**Given data:**
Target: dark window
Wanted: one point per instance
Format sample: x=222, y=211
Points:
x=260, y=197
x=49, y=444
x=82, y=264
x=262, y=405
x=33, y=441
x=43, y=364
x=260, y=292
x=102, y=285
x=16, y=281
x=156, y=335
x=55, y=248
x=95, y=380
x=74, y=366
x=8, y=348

**Task description:** Transcribe each record exactly as it is written above.

**Expected answer:**
Target: dark window
Wanted: one point per instance
Format sample: x=222, y=211
Points:
x=260, y=197
x=49, y=444
x=82, y=264
x=262, y=405
x=33, y=441
x=43, y=364
x=260, y=292
x=102, y=285
x=16, y=281
x=156, y=335
x=55, y=248
x=95, y=380
x=74, y=366
x=8, y=348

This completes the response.